» **WHAT THE TASK ASKS**
Copy exactly the lines of the material below that run from the one containing "TARGET = shallow water" through the one containing "TARGET = dense vegetation". Copy no other lines.

» **PROVIDED INFORMATION**
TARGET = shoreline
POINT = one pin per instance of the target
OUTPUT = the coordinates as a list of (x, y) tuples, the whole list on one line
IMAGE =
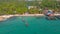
[(4, 17)]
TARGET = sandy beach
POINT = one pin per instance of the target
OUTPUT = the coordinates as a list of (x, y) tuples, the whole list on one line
[(3, 17)]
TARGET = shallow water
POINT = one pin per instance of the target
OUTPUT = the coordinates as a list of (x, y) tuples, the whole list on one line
[(35, 25)]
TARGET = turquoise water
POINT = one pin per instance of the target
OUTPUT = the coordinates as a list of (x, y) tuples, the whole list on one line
[(35, 26)]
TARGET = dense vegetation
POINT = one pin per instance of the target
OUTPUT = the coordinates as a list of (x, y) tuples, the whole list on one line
[(20, 7)]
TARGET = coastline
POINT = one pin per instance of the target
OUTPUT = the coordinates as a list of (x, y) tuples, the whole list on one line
[(4, 17)]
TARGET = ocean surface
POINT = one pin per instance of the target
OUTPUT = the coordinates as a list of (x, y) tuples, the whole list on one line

» **ANSWER AREA**
TARGET = shallow water
POINT = one pin per instance of the target
OUTPUT = the coordinates as a list of (x, y) tuples, the whole list on one line
[(35, 25)]
TARGET = turquoise water
POINT = one pin per instance of the target
OUTPUT = the coordinates as a list of (x, y) tuples, the whole list on one line
[(35, 26)]
TARGET = dense vegetation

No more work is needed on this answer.